- SET EXERCISE -
Copy out the entire passage below on Mike Daisey and the state of the American theatre, word for word.

** START DOCUMENT **

I have reported extensively from the factual, statistical and anecdotal points of view on the state of the American theatre and I am proud of my record.

Daisey writes:

So when Leonard rhetorically asks:"But what is Daisey doing about it?"I am doing my job as an artist--I am responding within my form to events as I see them, and trying to bring a conversation that is utterly UNKNOWN to audiences and board members out into the light. I think there is inherent worth to that, and I hope that my efforts will rise above dogma and rhetoric to create art that spurs real conversation, especially among people to whom this conversation (as blase as it may be to Leonard, to the point that he's sick of it) is utterly unknown to general audiences, as naturally theaters do their level best to insulate themselves and their board members from anything like it.What does Leonard think I am doing?

You see, I don't know that it's an artist's job to respond to events as he sees them, but I do feel it's an artist's opportunity to respond to events as he sees them. Not having seen his piece yet, I cannot agree or disagree that there will be a conversation "unknown to audiences and board members" that he's trying to bring "out into the light." But if it's a monologue, I ask you, where is the dialogue? After the play? Ah, I see: it's about what "spurs" real conversation after the presentation of the art. I get it. Well, that's ok, I guess. But wouldn't it be even more powerful if the conversation occurred during the presentation of the art? If the art itself was the conversation? Invent a second character and debate it, Mr. Daisey. Possible?

** END DOCUMENT **
** START ITEMS **

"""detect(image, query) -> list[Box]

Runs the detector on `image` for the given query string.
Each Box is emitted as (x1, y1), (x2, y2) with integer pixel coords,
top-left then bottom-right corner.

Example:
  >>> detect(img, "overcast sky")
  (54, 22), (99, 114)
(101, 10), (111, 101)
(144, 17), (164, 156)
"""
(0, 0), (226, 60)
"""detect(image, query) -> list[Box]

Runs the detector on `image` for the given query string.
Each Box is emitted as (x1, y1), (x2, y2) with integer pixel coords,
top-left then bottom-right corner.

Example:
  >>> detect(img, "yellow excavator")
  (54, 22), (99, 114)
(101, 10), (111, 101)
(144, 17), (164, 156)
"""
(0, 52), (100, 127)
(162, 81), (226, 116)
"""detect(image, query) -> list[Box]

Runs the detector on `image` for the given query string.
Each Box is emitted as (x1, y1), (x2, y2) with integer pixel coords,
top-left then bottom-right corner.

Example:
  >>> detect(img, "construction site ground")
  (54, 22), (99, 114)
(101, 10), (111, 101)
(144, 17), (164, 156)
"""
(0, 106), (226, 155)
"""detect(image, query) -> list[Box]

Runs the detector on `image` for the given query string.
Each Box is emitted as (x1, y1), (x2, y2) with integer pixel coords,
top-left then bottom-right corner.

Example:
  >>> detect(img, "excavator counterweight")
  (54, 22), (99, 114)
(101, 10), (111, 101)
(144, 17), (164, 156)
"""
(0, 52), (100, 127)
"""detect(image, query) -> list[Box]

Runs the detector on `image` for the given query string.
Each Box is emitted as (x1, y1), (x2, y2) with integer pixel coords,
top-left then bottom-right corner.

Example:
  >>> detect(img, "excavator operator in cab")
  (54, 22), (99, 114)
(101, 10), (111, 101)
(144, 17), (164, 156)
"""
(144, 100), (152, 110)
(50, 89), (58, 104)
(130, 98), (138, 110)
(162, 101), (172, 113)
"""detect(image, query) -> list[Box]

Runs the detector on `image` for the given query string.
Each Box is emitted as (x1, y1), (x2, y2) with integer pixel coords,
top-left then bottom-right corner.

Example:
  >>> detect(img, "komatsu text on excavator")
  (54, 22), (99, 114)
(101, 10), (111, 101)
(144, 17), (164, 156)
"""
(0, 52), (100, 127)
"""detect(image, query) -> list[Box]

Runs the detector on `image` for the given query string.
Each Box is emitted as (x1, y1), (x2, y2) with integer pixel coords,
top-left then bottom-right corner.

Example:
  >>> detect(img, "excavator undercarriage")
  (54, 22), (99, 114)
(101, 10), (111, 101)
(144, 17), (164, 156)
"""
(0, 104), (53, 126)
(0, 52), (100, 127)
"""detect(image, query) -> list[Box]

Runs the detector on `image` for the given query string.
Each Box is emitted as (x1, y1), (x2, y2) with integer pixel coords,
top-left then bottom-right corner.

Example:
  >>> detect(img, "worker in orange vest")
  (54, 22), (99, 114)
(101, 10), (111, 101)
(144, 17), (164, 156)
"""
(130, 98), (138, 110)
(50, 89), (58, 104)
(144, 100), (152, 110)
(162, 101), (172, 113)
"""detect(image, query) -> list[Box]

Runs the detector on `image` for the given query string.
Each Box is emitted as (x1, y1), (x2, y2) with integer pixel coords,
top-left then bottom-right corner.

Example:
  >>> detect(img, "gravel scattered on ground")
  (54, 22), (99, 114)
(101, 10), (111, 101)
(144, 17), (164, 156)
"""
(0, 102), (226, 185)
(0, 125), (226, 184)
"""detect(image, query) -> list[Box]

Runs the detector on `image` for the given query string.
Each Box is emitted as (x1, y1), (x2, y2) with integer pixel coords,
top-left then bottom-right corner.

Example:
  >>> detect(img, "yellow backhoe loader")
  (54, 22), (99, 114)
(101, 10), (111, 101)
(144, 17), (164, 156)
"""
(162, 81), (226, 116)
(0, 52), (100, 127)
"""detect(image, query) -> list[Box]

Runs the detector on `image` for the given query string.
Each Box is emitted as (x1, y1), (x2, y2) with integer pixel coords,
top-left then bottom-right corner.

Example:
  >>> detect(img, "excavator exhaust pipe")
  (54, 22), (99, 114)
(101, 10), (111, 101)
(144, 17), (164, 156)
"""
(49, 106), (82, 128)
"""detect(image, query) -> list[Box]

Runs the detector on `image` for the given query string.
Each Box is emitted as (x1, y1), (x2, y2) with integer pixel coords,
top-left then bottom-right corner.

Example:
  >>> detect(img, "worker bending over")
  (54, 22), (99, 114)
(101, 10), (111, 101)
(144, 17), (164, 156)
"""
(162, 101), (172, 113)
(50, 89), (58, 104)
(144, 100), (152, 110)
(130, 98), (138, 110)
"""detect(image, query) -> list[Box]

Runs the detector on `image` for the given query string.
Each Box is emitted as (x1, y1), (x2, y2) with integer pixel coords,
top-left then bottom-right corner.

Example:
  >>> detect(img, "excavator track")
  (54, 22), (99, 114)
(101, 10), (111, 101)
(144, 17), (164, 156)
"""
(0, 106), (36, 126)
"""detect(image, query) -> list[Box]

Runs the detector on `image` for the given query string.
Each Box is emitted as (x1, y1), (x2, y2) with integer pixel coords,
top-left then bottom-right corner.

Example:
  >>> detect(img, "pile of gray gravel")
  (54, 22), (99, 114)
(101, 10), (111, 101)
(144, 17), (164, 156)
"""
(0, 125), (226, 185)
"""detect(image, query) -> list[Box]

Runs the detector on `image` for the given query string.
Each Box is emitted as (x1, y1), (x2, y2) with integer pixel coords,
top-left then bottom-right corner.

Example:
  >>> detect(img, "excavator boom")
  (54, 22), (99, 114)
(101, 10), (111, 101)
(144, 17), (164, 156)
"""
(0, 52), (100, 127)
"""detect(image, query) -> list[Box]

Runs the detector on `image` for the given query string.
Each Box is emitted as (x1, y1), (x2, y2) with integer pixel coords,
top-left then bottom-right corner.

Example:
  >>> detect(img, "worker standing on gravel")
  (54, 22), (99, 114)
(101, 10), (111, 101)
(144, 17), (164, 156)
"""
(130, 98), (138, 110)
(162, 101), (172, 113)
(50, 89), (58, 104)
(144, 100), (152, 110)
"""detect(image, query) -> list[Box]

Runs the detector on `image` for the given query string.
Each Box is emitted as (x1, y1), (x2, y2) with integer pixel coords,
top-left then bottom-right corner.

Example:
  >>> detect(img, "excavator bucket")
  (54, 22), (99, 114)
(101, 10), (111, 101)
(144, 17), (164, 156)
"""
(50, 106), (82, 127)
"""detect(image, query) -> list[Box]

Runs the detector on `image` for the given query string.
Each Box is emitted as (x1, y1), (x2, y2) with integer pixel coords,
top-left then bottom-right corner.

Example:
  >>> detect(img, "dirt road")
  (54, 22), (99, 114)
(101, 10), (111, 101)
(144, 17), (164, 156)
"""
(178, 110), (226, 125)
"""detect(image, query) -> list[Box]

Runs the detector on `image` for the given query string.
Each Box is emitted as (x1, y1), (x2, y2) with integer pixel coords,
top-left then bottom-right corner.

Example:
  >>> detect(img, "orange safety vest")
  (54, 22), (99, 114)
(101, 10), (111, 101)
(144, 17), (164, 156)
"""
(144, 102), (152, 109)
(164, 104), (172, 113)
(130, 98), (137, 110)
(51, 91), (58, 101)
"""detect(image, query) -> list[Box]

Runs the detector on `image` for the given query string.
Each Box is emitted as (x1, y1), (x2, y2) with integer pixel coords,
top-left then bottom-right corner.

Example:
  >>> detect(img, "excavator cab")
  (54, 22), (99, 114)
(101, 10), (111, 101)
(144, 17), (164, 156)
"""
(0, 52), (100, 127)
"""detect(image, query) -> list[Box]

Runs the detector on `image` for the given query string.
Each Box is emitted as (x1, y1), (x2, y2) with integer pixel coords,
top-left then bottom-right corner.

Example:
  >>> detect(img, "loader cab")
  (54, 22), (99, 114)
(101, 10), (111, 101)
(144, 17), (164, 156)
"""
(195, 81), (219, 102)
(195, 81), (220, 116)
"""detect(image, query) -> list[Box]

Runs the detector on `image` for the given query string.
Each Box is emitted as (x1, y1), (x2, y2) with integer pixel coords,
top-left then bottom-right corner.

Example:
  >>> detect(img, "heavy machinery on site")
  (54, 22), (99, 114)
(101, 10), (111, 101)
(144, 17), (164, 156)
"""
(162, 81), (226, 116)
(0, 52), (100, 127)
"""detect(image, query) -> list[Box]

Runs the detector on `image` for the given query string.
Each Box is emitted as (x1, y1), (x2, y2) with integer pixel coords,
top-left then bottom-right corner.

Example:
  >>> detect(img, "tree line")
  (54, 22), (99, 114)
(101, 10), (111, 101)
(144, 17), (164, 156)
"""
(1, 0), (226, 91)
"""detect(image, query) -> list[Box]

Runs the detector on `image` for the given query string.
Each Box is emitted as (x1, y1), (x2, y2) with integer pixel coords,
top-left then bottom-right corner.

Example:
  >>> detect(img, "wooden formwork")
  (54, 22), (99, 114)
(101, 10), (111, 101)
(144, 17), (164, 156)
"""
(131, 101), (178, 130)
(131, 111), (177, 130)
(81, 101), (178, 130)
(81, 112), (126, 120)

** END ITEMS **

- IN RESPONSE -
I have reported extensively from the factual, statistical and anecdotal points of view on the state of the American theatre and I am proud of my record.

Daisey writes:

So when Leonard rhetorically asks:"But what is Daisey doing about it?"I am doing my job as an artist--I am responding within my form to events as I see them, and trying to bring a conversation that is utterly UNKNOWN to audiences and board members out into the light. I think there is inherent worth to that, and I hope that my efforts will rise above dogma and rhetoric to create art that spurs real conversation, especially among people to whom this conversation (as blase as it may be to Leonard, to the point that he's sick of it) is utterly unknown to general audiences, as naturally theaters do their level best to insulate themselves and their board members from anything like it.What does Leonard think I am doing?

You see, I don't know that it's an artist's job to respond to events as he sees them, but I do feel it's an artist's opportunity to respond to events as he sees them. Not having seen his piece yet, I cannot agree or disagree that there will be a conversation "unknown to audiences and board members" that he's trying to bring "out into the light." But if it's a monologue, I ask you, where is the dialogue? After the play? Ah, I see: it's about what "spurs" real conversation after the presentation of the art. I get it. Well, that's ok, I guess. But wouldn't it be even more powerful if the conversation occurred during the presentation of the art? If the art itself was the conversation? Invent a second character and debate it, Mr. Daisey. Possible?